**Fragmento del texto**
____

Incorporar empleo joven altamente cualificado obliga a implementar
transformaciones profundas en los sistemas de reclutamiento, haciéndolos más
ágiles y atractivos para las nuevas generaciones. Por otro lado, será
imprescindible invertir la lógica de los sistemas de compensación,
ajustándolos a los mercados salariales de referencia e incentivando la
atracción del mejor talento.
Diversificar y flexibilizar el empleo
El empleo público sigue adoleciendo de una regulación
exageradamente uniforme que no se corresponde con la pluralidad de su
composición y con el carácter diverso de las funciones y tareas que se realizan
en la Administración. Este marco uniforme está compuesto, además, por
procedimientos y prácticas que introducen una considerable rigidez en los
mecanismos de gestión de las personas, lo cual lleva consigo importantes
restricciones a la calidad de la gestión, la adaptación a los cambios, las
mejoras de eficiencia y la capacidad de innovación.
Las regulaciones del empleo público deben garantizar los
principios constitucionales de mérito y capacidad, pero deben hacerlo
diferenciando claramente entre el ejercicio de potestades públicas y la
actividad –muy mayoritaria en cuanto al número de personas implicadas– de
producción de servicios públicos. Si para las primeras tienen sentido arreglos
jurídicos cuya prioridad es preservar ante todo la imparcialidad e
independencia de quienes las ejercen, los segundos necesitan regímenes de
empleo diversos, más flexibles, más próximos al régimen común del trabajo por
cuenta ajena, y con el foco puesto en el talento, el rendimiento, el
aprendizaje y la adaptación al cambio.

____

**Datos proporcionados**
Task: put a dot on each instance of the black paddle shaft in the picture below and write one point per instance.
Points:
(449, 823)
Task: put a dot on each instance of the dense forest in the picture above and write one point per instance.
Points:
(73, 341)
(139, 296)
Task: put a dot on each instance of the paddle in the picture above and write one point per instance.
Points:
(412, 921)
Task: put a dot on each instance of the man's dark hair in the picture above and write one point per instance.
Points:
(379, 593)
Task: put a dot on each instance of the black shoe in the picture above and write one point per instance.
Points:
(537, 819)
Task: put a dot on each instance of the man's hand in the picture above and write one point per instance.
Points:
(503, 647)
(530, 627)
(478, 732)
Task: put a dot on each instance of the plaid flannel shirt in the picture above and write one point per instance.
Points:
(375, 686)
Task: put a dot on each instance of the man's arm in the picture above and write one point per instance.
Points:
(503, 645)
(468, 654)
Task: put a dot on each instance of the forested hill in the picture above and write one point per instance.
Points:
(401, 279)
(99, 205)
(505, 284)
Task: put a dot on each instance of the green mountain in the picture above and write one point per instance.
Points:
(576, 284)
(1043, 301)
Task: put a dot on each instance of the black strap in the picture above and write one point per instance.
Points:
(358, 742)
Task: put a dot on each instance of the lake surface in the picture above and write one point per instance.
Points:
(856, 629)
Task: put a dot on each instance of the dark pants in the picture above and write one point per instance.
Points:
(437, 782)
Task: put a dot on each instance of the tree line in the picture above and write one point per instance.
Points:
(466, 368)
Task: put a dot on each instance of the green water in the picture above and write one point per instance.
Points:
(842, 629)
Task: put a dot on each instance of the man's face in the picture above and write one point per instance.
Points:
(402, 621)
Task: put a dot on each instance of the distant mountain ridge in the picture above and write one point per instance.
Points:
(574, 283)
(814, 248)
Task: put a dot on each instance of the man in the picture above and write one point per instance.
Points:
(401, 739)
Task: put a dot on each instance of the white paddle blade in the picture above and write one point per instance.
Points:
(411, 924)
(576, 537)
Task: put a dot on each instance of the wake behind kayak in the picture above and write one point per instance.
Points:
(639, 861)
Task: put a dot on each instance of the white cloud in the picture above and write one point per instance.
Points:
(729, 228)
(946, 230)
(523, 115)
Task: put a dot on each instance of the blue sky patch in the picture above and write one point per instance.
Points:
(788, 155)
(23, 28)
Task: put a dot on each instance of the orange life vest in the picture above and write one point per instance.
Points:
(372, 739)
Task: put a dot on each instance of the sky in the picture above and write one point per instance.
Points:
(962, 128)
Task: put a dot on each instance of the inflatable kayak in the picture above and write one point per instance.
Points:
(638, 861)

____

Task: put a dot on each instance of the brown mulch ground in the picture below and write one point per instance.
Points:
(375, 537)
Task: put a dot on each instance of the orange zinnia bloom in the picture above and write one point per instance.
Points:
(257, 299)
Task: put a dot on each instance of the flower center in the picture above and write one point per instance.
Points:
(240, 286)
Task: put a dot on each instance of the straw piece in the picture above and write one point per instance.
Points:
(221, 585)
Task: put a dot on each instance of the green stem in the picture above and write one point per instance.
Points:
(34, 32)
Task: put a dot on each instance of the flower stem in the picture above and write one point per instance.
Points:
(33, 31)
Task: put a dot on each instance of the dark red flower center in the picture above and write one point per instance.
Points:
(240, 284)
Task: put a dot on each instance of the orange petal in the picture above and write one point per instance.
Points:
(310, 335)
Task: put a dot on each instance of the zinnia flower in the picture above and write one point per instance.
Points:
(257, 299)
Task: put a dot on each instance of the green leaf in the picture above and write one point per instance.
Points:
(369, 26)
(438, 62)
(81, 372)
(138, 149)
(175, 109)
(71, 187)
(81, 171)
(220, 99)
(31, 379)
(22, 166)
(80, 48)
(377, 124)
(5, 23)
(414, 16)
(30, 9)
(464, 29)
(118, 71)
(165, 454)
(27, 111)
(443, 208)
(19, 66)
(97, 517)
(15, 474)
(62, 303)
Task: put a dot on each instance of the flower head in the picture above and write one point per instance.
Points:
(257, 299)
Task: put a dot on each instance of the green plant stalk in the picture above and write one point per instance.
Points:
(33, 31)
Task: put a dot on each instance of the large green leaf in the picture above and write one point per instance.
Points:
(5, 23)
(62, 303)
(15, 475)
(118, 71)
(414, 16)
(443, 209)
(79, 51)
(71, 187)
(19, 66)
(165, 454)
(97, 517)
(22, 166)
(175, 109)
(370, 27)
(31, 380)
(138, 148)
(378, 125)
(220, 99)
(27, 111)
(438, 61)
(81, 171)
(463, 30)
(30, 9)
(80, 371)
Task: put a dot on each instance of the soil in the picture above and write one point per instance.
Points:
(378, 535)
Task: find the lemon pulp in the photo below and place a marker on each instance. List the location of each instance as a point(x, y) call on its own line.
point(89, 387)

____

**Qué harás**
1. Según el fragmento sobre el empleo público, ¿qué cuatro aspectos sufren importantes restricciones por la rigidez en la gestión de las personas? Nómbralos todos.
2. Reproduce sin cambios el pasaje del fragmento sobre el empleo público que empieza en las palabras "Las regulaciones del" y termina después de "adaptación al cambio.".
Responde basándote únicamente en el fragmento sobre el empleo público.

**Respuestas**
1. la calidad de la gestión; la adaptación a los cambios; las mejoras de eficiencia; la capacidad de innovación

2.
Las regulaciones del empleo público deben garantizar los
principios constitucionales de mérito y capacidad, pero deben hacerlo
diferenciando claramente entre el ejercicio de potestades públicas y la
actividad –muy mayoritaria en cuanto al número de personas implicadas– de
producción de servicios públicos. Si para las primeras tienen sentido arreglos
jurídicos cuya prioridad es preservar ante todo la imparcialidad e
independencia de quienes las ejercen, los segundos necesitan regímenes de
empleo diversos, más flexibles, más próximos al régimen común del trabajo por
cuenta ajena, y con el foco puesto en el talento, el rendimiento, el
aprendizaje y la adaptación al cambio.